"""
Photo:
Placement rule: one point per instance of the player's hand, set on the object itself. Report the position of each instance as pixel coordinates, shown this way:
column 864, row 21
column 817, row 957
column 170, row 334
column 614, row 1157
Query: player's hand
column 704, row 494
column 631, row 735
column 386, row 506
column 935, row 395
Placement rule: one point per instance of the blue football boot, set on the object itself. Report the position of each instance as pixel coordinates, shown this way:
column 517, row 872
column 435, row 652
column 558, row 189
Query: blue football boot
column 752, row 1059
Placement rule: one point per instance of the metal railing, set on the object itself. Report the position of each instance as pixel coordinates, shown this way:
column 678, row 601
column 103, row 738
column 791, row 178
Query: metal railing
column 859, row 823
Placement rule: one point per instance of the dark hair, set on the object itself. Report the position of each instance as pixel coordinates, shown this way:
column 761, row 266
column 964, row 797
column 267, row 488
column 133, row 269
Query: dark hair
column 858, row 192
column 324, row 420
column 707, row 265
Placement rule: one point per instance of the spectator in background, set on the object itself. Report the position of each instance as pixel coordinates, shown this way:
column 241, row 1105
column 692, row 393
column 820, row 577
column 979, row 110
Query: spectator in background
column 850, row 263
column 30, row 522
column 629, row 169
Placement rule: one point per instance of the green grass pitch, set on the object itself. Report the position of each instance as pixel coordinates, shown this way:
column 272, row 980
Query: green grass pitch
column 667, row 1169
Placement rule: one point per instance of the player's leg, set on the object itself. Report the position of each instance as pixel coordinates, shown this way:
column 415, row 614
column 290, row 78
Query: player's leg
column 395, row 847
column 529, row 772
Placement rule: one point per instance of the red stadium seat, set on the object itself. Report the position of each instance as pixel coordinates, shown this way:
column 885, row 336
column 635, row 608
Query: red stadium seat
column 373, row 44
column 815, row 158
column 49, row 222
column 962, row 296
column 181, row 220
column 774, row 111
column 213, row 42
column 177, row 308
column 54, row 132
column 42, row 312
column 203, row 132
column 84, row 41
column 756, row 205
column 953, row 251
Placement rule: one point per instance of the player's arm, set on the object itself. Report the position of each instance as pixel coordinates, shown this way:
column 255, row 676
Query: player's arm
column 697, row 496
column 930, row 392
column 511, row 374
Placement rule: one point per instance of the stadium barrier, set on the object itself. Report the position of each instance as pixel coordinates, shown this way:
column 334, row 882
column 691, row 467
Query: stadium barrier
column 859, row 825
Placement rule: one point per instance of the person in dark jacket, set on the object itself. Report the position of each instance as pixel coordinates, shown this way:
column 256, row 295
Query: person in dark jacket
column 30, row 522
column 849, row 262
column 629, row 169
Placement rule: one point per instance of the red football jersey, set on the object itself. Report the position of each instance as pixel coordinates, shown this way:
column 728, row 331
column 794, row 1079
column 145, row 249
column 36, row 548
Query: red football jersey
"""
◆ DIRECTIONS:
Copy the lines from the records above word for word, starting at the line that contains "Placement rule: one point per instance of the spectator" and ending at the line that contains "column 529, row 772", with both of those lines included.

◆ SOLVED PROBLEM:
Placement rule: one point per instance of the spectator in background, set on the object itself. Report the position of each instance as pixel coordinates, shown this way:
column 241, row 1105
column 692, row 393
column 820, row 577
column 979, row 110
Query: spectator in background
column 850, row 263
column 30, row 522
column 629, row 169
Placement rule: one point per instance of the green grass pitch, set on the object itself. Report the position of each instance as pixel coordinates, shown this way:
column 272, row 980
Query: green grass pitch
column 667, row 1169
Placement rule: one point per instance of the player's leg, set on the object itself. Report the position of each instance as pixel coordinates, shown this way:
column 415, row 614
column 290, row 78
Query: player's leg
column 395, row 847
column 529, row 772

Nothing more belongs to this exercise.